⟨

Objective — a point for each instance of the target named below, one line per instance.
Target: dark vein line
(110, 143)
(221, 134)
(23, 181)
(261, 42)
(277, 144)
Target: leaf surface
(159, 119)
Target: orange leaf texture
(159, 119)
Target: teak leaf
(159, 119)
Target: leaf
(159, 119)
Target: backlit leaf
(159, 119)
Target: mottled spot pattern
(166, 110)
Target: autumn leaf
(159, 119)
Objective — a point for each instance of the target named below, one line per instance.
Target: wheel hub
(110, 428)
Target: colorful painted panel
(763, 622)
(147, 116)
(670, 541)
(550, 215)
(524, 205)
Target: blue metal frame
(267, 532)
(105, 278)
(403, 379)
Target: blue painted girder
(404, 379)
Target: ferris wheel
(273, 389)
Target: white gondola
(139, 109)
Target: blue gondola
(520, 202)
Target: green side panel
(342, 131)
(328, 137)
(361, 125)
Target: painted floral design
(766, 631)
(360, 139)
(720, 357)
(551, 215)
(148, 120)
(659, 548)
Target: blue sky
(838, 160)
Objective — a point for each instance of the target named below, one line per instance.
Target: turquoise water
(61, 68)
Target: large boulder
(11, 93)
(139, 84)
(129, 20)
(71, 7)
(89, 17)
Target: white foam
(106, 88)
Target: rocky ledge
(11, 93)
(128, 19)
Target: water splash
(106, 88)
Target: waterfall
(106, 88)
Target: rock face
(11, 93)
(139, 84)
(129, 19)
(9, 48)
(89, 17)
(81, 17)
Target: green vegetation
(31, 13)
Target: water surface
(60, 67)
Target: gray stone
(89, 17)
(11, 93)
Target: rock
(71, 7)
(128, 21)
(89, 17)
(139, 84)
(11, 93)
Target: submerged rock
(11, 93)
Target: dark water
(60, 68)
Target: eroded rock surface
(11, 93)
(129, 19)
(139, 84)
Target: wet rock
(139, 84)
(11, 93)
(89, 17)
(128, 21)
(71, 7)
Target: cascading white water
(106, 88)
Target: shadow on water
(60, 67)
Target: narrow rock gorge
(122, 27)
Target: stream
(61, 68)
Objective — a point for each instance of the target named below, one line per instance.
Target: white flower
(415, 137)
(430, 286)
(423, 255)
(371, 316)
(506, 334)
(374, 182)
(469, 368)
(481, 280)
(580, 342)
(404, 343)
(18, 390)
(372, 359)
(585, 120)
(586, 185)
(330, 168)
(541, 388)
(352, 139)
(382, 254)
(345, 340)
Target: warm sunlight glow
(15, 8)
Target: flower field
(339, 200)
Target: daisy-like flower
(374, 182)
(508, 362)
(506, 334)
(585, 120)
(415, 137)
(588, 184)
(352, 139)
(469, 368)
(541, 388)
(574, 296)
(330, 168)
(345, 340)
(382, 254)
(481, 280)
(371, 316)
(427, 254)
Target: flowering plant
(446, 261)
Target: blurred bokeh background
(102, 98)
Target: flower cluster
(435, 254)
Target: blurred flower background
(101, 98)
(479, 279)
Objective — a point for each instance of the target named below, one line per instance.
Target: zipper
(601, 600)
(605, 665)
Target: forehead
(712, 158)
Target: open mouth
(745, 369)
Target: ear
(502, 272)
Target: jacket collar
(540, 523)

⟩

| Exercise directions |
Reproduce every line of the items above word for word, keeping their order and changing nothing.

| Expected answer |
Objective — a point for each instance of the target named below, one line per instance.
Target: dark vein line
(110, 143)
(221, 134)
(23, 181)
(261, 42)
(277, 144)
Target: leaf surface
(159, 119)
Target: orange leaf texture
(159, 119)
Target: teak leaf
(159, 119)
Target: leaf
(159, 119)
Target: backlit leaf
(159, 119)
Target: mottled spot pattern
(166, 110)
Target: autumn leaf
(159, 119)
Objective — a point for each instance of the target named below, one line per instance.
Target: wheel hub
(110, 428)
Target: colorful painted panel
(763, 622)
(147, 116)
(670, 541)
(550, 215)
(524, 205)
Target: blue metal frame
(267, 532)
(105, 278)
(403, 379)
Target: blue painted girder
(404, 379)
Target: ferris wheel
(273, 389)
Target: white gondola
(139, 109)
Target: blue gondola
(520, 202)
Target: green side panel
(342, 131)
(328, 137)
(361, 125)
Target: painted floral design
(766, 631)
(360, 139)
(720, 357)
(551, 215)
(148, 120)
(659, 548)
Target: blue sky
(838, 160)
Objective — a point for each instance of the target named below, one line per instance.
Target: turquoise water
(61, 68)
Target: large boulder
(11, 93)
(139, 84)
(129, 20)
(71, 7)
(89, 17)
Target: white foam
(106, 88)
Target: rocky ledge
(11, 93)
(128, 19)
Target: water splash
(106, 88)
Target: waterfall
(106, 88)
Target: rock face
(11, 93)
(139, 84)
(129, 19)
(9, 48)
(89, 17)
(81, 17)
Target: green vegetation
(31, 13)
Target: water surface
(60, 67)
Target: gray stone
(89, 17)
(11, 93)
Target: rock
(71, 7)
(128, 21)
(89, 17)
(139, 84)
(11, 93)
Target: submerged rock
(11, 93)
Target: dark water
(60, 68)
Target: eroded rock surface
(11, 93)
(129, 19)
(139, 84)
Target: wet rock
(139, 84)
(11, 93)
(89, 17)
(128, 21)
(71, 7)
Target: cascading white water
(106, 88)
Target: shadow on water
(60, 67)
Target: narrow rock gorge
(122, 27)
Target: stream
(61, 68)
Objective — a point for each instance of the target named below, one line per instance.
Target: white flower
(415, 137)
(430, 286)
(423, 255)
(371, 316)
(506, 334)
(374, 182)
(469, 368)
(481, 280)
(580, 342)
(404, 343)
(18, 390)
(372, 359)
(585, 120)
(586, 185)
(330, 168)
(541, 388)
(352, 139)
(382, 254)
(345, 340)
Target: warm sunlight glow
(15, 8)
Target: flower field
(339, 200)
Target: daisy-like flower
(374, 182)
(508, 362)
(506, 334)
(585, 120)
(415, 137)
(588, 184)
(352, 139)
(469, 368)
(541, 388)
(574, 296)
(330, 168)
(345, 340)
(382, 254)
(481, 280)
(371, 316)
(427, 254)
Target: flowering plant
(446, 261)
Target: blurred bokeh background
(102, 98)
Target: flower cluster
(435, 254)
Target: blurred flower background
(101, 98)
(479, 279)
Objective — a point for each instance of the target named below, one line per instance.
Target: zipper
(601, 600)
(605, 665)
Target: forehead
(712, 158)
Target: open mouth
(745, 369)
Target: ear
(502, 272)
Target: jacket collar
(540, 523)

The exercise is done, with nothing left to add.